#### Passage to read:
TEXAS COURT OF APPEALS, THIRD DISTRICT, AT AUSTIN
NO. 03-03-00033-CR
Fred Lee Holtzclaw, Appellant
v.
The State of Texas, Appellee
FROM THE DISTRICT COURT OF DALLAS COUNTY, 194TH JUDICIAL DISTRICT
NO. F-0234694-LM, HONORABLE F. HAROLD ENTZ, JUDGE PRESIDING
MEMORANDUM OPINION
Fred Lee Holtzclaw appeals from his conviction for robbery. See Tex. Pen. Code
Ann. § 29.02 (West 2003). Appellant waived his right to trial by jury and entered a non-negotiated
plea of guilty to the offense. The trial court accepted the plea. After a sentencing hearing in which
numerous witnesses testified, the court sentenced appellant to ten years’ confinement in the Texas
Department of Criminal Justice-Institutional Division. Appellant brings one issue on appeal,
contending that he did not knowingly and voluntarily enter the guilty plea because he believed that
the trial court would defer the adjudication of guilt or would assess punishment in the lower end of
the possible sentencing range. We affirm the trial court’s judgment.

#### Stated exercise 1:
Answer these questions from the court opinion:
(a) Which county's district court did the case come from?
(b) What offense was Holtzclaw convicted of?
(c) What sentence did the trial court give him?
#### Stated exercise 2:
Carry on the court opinion from its last sentence.
The rows after the court opinion are separate material.

#### Information given:
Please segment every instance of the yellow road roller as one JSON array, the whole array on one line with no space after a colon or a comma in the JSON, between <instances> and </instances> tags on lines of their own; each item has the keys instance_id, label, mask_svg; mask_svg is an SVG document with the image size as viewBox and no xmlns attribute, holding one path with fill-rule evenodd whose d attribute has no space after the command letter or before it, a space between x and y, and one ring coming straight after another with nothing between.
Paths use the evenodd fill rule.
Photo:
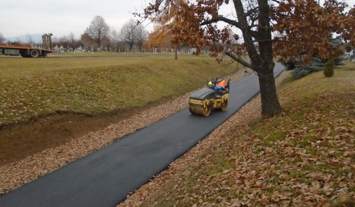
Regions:
<instances>
[{"instance_id":1,"label":"yellow road roller","mask_svg":"<svg viewBox=\"0 0 355 207\"><path fill-rule=\"evenodd\" d=\"M191 95L189 110L194 114L208 116L213 109L224 111L228 106L229 81L216 78L208 81L207 87Z\"/></svg>"}]
</instances>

#### Task answer 1:
(a) Dallas County
(b) Robbery
(c) Ten years' confinement in the Texas Department of Criminal Justice-Institutional Division

#### Task answer 2:
Appellant was caught stealing items from a truck by its owner with whom appellant
got into a fight. At the time of this offense, appellant was on parole from a life sentence for robbery
and had numerous previous convictions for various felonies and misdemeanors extending back to
1961. At the punishment hearing, several family members testified on his behalf and asked the court
not to return appellant to jail. However, appellant’s pre-sentence investigation report recommended
against probation. The punishment assessed, ten years’ confinement, is in the middle of the possible
two-to-twenty-year sentence for the offense.
A trial court must admonish a defendant, either orally or in writing, before accepting
a plea of guilty or nolo contendere. Tex. Code Crim. Proc. Ann. art. 26.13(a), (d) (West 1989 &
Supp. 2003). When the record shows the court gave these admonishments, a prima facie showing
is made that the defendant entered the plea knowingly and voluntarily. Mallett v. State, 65 S.W.3d
59, 64 (Tex. Crim. App. 2001); Martinez v. State, 981 S.W.2d 195, 197 (Tex. Crim. App. 1998).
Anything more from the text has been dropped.